--- WHAT YOU ARE ASKED TO DO ---
Print the records below exactly as they appear.
|---|
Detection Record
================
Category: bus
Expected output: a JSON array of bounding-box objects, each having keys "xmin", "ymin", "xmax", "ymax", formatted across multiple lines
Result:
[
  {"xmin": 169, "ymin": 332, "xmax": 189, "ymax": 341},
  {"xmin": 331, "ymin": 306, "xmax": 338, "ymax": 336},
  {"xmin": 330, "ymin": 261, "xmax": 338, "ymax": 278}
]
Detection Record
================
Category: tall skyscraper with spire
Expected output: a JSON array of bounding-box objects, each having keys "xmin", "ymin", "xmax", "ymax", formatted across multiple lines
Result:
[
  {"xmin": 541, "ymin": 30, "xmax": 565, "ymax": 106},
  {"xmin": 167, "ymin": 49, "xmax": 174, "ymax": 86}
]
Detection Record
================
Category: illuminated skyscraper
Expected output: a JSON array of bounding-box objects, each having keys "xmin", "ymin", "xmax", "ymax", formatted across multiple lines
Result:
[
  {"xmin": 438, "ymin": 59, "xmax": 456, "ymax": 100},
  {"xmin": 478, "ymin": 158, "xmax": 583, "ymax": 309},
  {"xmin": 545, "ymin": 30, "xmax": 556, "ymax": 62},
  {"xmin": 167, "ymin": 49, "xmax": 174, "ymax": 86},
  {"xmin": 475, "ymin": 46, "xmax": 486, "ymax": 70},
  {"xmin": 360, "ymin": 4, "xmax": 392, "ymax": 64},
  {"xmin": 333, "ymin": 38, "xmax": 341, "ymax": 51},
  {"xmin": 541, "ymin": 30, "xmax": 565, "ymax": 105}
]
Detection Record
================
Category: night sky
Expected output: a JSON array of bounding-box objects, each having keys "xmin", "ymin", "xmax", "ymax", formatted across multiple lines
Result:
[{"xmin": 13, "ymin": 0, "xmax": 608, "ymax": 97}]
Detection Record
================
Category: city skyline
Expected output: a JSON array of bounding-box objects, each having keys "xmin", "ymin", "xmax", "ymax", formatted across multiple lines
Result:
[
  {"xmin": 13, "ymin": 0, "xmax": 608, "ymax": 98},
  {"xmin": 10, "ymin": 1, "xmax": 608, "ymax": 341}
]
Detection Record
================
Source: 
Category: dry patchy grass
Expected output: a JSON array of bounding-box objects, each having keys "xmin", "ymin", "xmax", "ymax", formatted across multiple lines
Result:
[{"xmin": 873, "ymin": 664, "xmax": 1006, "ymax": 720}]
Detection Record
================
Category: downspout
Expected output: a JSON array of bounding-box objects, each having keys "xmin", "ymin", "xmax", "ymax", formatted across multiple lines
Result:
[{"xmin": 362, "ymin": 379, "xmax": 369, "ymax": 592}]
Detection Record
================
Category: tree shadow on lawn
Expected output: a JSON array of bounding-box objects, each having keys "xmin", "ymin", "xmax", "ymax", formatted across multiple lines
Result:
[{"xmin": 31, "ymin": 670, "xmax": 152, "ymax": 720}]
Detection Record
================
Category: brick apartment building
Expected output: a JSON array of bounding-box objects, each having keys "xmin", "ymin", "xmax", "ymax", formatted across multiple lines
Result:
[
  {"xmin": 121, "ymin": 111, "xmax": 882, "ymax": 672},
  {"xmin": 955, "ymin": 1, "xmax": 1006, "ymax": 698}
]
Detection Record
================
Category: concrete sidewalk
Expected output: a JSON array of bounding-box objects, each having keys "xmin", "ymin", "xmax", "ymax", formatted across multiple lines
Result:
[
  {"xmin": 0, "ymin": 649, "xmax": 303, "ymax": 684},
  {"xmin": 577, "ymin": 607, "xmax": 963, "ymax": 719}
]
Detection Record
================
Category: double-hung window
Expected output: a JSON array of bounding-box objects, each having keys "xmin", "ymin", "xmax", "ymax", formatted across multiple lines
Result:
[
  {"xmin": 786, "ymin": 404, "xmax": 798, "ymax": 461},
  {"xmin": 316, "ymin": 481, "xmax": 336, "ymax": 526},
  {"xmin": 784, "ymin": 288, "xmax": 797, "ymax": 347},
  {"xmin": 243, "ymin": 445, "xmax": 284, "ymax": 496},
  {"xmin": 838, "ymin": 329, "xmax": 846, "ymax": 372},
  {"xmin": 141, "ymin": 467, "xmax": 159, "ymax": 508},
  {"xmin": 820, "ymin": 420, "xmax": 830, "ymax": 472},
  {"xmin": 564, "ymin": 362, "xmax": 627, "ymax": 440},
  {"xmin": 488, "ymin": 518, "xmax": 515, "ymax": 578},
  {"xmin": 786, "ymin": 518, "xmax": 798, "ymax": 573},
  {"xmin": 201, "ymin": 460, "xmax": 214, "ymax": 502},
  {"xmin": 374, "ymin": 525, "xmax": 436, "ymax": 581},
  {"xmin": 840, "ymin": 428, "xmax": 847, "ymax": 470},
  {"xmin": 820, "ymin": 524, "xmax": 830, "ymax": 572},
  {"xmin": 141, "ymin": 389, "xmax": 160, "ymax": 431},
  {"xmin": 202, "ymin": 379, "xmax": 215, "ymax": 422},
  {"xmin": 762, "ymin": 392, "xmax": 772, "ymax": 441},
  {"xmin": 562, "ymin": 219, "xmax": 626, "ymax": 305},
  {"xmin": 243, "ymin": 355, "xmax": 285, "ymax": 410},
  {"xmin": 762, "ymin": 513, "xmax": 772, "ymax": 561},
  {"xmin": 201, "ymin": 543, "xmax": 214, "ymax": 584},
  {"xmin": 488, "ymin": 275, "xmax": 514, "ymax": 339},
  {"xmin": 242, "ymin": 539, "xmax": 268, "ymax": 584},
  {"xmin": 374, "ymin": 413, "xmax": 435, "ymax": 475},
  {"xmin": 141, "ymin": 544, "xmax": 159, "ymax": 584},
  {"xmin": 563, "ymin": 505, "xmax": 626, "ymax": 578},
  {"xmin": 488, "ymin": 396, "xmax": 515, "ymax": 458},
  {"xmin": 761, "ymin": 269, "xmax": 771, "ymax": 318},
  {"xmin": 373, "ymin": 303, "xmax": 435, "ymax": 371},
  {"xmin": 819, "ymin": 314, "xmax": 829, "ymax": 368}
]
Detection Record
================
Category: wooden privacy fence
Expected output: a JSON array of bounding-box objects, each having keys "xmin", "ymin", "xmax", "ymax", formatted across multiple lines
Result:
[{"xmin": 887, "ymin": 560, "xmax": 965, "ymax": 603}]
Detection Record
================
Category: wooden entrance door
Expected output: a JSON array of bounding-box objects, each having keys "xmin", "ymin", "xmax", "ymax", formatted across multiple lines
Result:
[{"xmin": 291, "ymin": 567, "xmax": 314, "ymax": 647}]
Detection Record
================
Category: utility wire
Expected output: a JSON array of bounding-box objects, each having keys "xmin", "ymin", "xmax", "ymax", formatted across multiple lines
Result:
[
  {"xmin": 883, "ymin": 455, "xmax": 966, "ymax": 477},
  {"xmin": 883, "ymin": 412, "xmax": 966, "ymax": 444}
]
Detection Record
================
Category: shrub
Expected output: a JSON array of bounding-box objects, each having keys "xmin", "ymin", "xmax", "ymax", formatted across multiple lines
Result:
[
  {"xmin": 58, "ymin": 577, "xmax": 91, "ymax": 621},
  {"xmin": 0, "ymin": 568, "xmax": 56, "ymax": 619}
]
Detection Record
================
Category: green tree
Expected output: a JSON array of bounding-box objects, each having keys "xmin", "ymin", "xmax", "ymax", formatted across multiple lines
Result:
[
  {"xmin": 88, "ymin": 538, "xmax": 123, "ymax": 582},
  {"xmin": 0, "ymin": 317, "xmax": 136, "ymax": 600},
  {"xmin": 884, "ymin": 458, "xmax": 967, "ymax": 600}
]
|---|
--- WRITTEN ANSWER ---
Detection Record
================
Category: bus
Expected output: a JSON array of bounding-box objects, each having keys "xmin", "ymin", "xmax", "ymax", formatted across multiple lines
Result:
[
  {"xmin": 169, "ymin": 332, "xmax": 189, "ymax": 341},
  {"xmin": 331, "ymin": 306, "xmax": 338, "ymax": 336},
  {"xmin": 330, "ymin": 261, "xmax": 338, "ymax": 278}
]
Detection Record
================
Category: tall skyscraper with spire
Expected output: a JSON array of bounding-box objects, each having keys "xmin", "ymin", "xmax", "ymax", formatted across multiple lines
Result:
[
  {"xmin": 541, "ymin": 30, "xmax": 565, "ymax": 106},
  {"xmin": 167, "ymin": 49, "xmax": 174, "ymax": 86}
]
Detection Record
================
Category: illuminated skyscraper
Expected output: a JSON array of bounding-box objects, each having keys "xmin", "ymin", "xmax", "ymax", formatted across multiple lines
Result:
[
  {"xmin": 438, "ymin": 59, "xmax": 456, "ymax": 100},
  {"xmin": 478, "ymin": 158, "xmax": 583, "ymax": 309},
  {"xmin": 545, "ymin": 30, "xmax": 556, "ymax": 62},
  {"xmin": 167, "ymin": 49, "xmax": 174, "ymax": 86},
  {"xmin": 475, "ymin": 46, "xmax": 486, "ymax": 70},
  {"xmin": 360, "ymin": 4, "xmax": 392, "ymax": 64},
  {"xmin": 333, "ymin": 38, "xmax": 341, "ymax": 51},
  {"xmin": 541, "ymin": 30, "xmax": 565, "ymax": 105}
]
Detection Record
================
Category: night sky
Expected output: a JSON array of bounding-box objects, each having keys "xmin", "ymin", "xmax", "ymax", formatted across multiple lines
Result:
[{"xmin": 13, "ymin": 0, "xmax": 608, "ymax": 97}]
Detection Record
================
Category: city skyline
Expected output: a JSON array of bounding-box objects, each having keys "xmin", "ymin", "xmax", "ymax", formatted across multiple lines
Result:
[
  {"xmin": 13, "ymin": 0, "xmax": 608, "ymax": 98},
  {"xmin": 10, "ymin": 1, "xmax": 608, "ymax": 341}
]
Detection Record
================
Source: 
Category: dry patchy grass
Expected output: a JSON array of bounding-box objects, each having keys "xmin", "ymin", "xmax", "ymax", formatted across multiple lines
Result:
[{"xmin": 873, "ymin": 664, "xmax": 1006, "ymax": 720}]
Detection Record
================
Category: downspout
Expected output: a JSON array of bounding-box objects, each having keys "xmin", "ymin", "xmax", "ymax", formatted across multiple lines
Result:
[{"xmin": 362, "ymin": 379, "xmax": 369, "ymax": 592}]
Detection Record
================
Category: tree shadow on lawn
Expected output: a JSON array of bounding-box objects, each having keys "xmin", "ymin", "xmax", "ymax", formatted across multiple lines
Result:
[{"xmin": 31, "ymin": 670, "xmax": 152, "ymax": 720}]
Detection Record
================
Category: brick apartment building
Expected output: a JSON array of bounding-box objects, each having keys "xmin", "ymin", "xmax", "ymax", formatted across multiple lines
Result:
[
  {"xmin": 121, "ymin": 111, "xmax": 882, "ymax": 672},
  {"xmin": 955, "ymin": 1, "xmax": 1006, "ymax": 698}
]
Detection Record
================
Category: concrete sidewalk
Expected output: a JSON array of bounding-box objects, each having keys "xmin", "ymin", "xmax", "ymax", formatted across multiple lines
Result:
[
  {"xmin": 0, "ymin": 649, "xmax": 303, "ymax": 684},
  {"xmin": 577, "ymin": 607, "xmax": 963, "ymax": 719}
]
Detection Record
================
Category: double-hung window
Expected output: a JSON array of bounding-box objects, each having keys "xmin", "ymin", "xmax", "ymax", formatted across multiple lines
Result:
[
  {"xmin": 786, "ymin": 404, "xmax": 798, "ymax": 461},
  {"xmin": 316, "ymin": 481, "xmax": 336, "ymax": 526},
  {"xmin": 784, "ymin": 288, "xmax": 797, "ymax": 347},
  {"xmin": 243, "ymin": 445, "xmax": 284, "ymax": 496},
  {"xmin": 838, "ymin": 329, "xmax": 846, "ymax": 372},
  {"xmin": 141, "ymin": 467, "xmax": 159, "ymax": 508},
  {"xmin": 820, "ymin": 420, "xmax": 830, "ymax": 472},
  {"xmin": 564, "ymin": 362, "xmax": 627, "ymax": 440},
  {"xmin": 488, "ymin": 518, "xmax": 515, "ymax": 578},
  {"xmin": 786, "ymin": 518, "xmax": 798, "ymax": 573},
  {"xmin": 201, "ymin": 460, "xmax": 214, "ymax": 502},
  {"xmin": 374, "ymin": 525, "xmax": 436, "ymax": 581},
  {"xmin": 840, "ymin": 428, "xmax": 847, "ymax": 470},
  {"xmin": 820, "ymin": 524, "xmax": 830, "ymax": 572},
  {"xmin": 141, "ymin": 389, "xmax": 160, "ymax": 431},
  {"xmin": 202, "ymin": 379, "xmax": 215, "ymax": 422},
  {"xmin": 762, "ymin": 392, "xmax": 772, "ymax": 441},
  {"xmin": 562, "ymin": 219, "xmax": 626, "ymax": 305},
  {"xmin": 243, "ymin": 355, "xmax": 285, "ymax": 410},
  {"xmin": 762, "ymin": 513, "xmax": 772, "ymax": 561},
  {"xmin": 201, "ymin": 543, "xmax": 214, "ymax": 584},
  {"xmin": 488, "ymin": 275, "xmax": 514, "ymax": 339},
  {"xmin": 242, "ymin": 539, "xmax": 268, "ymax": 584},
  {"xmin": 374, "ymin": 413, "xmax": 435, "ymax": 475},
  {"xmin": 141, "ymin": 544, "xmax": 159, "ymax": 584},
  {"xmin": 563, "ymin": 505, "xmax": 626, "ymax": 578},
  {"xmin": 488, "ymin": 396, "xmax": 515, "ymax": 458},
  {"xmin": 761, "ymin": 269, "xmax": 771, "ymax": 318},
  {"xmin": 373, "ymin": 303, "xmax": 435, "ymax": 371},
  {"xmin": 819, "ymin": 314, "xmax": 829, "ymax": 368}
]
Detection Record
================
Category: wooden privacy fence
Expected output: a JSON array of bounding-box objects, each having keys "xmin", "ymin", "xmax", "ymax", formatted across multiple lines
Result:
[{"xmin": 887, "ymin": 560, "xmax": 965, "ymax": 603}]
Detection Record
================
Category: wooden entrance door
Expected output: a JSON array of bounding-box objects, each having keys "xmin", "ymin", "xmax", "ymax", formatted across multiple lines
Result:
[{"xmin": 291, "ymin": 567, "xmax": 314, "ymax": 647}]
Detection Record
================
Category: utility wire
Expected output: a JSON array of bounding-box objects, each having keys "xmin", "ymin", "xmax", "ymax", formatted across multiple lines
Result:
[
  {"xmin": 883, "ymin": 455, "xmax": 966, "ymax": 477},
  {"xmin": 883, "ymin": 412, "xmax": 966, "ymax": 444}
]
Detection Record
================
Category: shrub
Expected output: a JSON array of bounding-box objects, each having keys "xmin", "ymin", "xmax", "ymax", formatted across multiple lines
Result:
[
  {"xmin": 58, "ymin": 577, "xmax": 91, "ymax": 621},
  {"xmin": 0, "ymin": 568, "xmax": 56, "ymax": 619}
]
Detection Record
================
Category: green tree
Expected output: a JSON array of bounding-box objects, each having keys "xmin", "ymin", "xmax", "ymax", formatted across multiple lines
Result:
[
  {"xmin": 88, "ymin": 538, "xmax": 123, "ymax": 582},
  {"xmin": 0, "ymin": 317, "xmax": 136, "ymax": 600},
  {"xmin": 884, "ymin": 458, "xmax": 967, "ymax": 600}
]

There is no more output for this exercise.